> [Records shown]:
|---|
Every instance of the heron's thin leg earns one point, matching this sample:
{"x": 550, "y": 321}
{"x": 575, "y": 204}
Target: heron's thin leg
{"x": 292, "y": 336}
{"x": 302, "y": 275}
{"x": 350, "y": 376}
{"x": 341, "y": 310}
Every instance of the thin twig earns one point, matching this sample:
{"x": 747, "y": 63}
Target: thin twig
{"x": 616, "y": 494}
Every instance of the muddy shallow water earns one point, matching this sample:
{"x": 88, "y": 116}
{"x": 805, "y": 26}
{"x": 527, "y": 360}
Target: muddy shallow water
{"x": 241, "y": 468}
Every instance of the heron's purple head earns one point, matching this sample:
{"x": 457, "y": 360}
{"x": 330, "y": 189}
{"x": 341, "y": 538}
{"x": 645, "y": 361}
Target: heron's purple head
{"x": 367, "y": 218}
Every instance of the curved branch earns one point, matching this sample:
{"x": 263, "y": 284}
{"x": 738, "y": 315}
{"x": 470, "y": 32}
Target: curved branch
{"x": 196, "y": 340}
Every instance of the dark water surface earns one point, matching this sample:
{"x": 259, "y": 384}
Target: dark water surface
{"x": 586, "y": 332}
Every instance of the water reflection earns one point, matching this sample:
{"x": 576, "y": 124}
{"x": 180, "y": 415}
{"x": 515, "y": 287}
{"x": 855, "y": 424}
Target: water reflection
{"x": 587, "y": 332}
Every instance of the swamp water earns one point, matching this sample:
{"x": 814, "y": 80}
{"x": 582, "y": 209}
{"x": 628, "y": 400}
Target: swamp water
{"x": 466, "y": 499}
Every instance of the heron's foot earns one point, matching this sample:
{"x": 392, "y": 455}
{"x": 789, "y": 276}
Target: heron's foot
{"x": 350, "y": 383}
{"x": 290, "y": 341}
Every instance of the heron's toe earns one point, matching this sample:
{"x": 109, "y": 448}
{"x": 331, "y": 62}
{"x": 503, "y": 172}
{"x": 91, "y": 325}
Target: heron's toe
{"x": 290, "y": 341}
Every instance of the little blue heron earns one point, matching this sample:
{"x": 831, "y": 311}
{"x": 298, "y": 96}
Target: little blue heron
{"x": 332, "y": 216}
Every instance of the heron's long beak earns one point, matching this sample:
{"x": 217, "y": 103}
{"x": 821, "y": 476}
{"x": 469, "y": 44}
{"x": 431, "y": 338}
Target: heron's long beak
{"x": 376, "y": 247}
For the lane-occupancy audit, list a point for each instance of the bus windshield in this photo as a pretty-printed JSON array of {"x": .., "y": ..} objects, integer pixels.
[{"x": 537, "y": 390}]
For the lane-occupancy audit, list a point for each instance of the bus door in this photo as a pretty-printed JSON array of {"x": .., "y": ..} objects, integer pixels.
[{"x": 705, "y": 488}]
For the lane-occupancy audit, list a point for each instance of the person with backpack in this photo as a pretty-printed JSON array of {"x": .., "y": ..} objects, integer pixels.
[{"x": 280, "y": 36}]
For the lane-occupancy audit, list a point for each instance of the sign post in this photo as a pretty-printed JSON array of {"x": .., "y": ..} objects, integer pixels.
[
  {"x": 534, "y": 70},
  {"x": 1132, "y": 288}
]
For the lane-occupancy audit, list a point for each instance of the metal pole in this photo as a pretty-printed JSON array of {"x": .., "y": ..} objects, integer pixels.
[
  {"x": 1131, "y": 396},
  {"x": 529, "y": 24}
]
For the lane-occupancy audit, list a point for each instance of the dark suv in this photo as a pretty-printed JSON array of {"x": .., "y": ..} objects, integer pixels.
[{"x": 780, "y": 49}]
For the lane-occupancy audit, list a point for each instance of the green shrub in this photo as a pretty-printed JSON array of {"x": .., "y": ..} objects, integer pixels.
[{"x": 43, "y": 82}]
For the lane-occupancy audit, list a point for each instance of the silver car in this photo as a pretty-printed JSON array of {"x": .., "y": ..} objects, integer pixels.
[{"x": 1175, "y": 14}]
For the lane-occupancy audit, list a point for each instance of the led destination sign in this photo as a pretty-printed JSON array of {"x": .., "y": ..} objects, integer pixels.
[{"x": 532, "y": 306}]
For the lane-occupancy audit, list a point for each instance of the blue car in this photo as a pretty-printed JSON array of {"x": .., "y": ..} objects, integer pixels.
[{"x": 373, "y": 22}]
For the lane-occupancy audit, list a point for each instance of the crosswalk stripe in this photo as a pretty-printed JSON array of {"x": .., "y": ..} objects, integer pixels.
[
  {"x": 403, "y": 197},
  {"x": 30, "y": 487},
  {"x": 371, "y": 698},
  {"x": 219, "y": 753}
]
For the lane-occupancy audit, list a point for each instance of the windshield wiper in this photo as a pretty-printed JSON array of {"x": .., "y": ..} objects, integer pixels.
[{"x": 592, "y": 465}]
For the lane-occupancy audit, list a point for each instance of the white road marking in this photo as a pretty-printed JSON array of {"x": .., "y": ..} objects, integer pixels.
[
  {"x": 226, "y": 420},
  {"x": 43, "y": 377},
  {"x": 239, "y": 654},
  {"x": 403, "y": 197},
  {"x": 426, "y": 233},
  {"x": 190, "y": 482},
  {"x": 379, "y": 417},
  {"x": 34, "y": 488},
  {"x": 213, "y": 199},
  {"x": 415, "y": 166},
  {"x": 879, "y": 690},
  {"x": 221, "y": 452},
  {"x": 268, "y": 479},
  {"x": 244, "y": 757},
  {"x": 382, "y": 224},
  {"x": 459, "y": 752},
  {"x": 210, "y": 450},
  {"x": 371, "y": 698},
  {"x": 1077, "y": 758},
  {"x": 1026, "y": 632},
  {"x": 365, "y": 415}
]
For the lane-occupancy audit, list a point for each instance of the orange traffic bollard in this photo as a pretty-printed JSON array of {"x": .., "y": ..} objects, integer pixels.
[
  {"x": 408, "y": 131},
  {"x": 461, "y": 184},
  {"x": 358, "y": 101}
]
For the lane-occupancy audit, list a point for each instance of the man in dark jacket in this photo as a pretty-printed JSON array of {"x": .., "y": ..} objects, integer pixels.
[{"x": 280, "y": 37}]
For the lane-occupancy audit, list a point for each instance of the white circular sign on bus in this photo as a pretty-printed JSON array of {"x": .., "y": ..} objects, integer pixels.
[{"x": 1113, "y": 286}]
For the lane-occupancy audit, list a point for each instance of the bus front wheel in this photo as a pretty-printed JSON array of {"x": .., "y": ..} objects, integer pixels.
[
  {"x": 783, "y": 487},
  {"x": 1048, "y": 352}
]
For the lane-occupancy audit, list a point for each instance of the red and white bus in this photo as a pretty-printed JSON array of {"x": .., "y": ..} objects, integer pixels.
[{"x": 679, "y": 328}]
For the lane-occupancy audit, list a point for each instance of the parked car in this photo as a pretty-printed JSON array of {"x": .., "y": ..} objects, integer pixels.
|---|
> [What this task involves]: Filter the entries above and return only the lines holding "earns".

> [Result of this task]:
Every instance of the heron's thin leg earns one point, matching this sample:
Every instance of the thin twig earns one point, matching this sample:
Every instance of the muddy shallow water earns one point, matching this sample:
Every instance of the heron's purple head earns one point, matching this sample:
Every instance of the curved branch earns one point, matching this sample:
Every instance of the dark water surface earns one point, matching this sample:
Every instance of the water reflection earns one point, matching this sample:
Every instance of the swamp water earns one point, matching this sample:
Every instance of the heron's foot earns one point, matching this sample:
Every instance of the heron's toe earns one point, matching this sample:
Every instance of the little blue heron earns one point, matching this sample:
Every instance of the heron's long beak earns one point, matching this sample:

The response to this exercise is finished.